Dataset excerpts
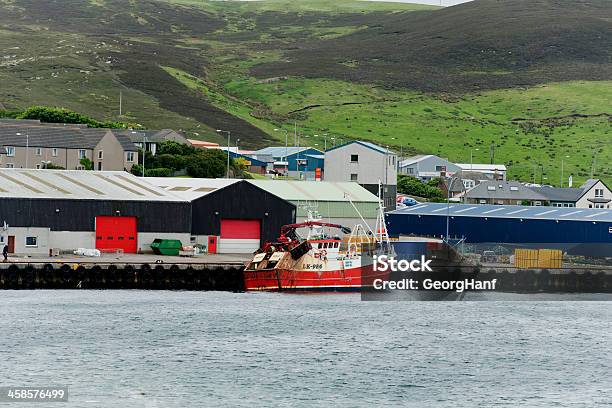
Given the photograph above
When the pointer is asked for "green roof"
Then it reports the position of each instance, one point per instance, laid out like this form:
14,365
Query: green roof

What to do: Each line above should be output exactly, apart from the pictures.

Solution for this exercise:
Given the photograph above
When the pointer is asked for "green roof"
Then it reports the position of each instance, one point per instance, laid out like this form:
14,365
Query: green roof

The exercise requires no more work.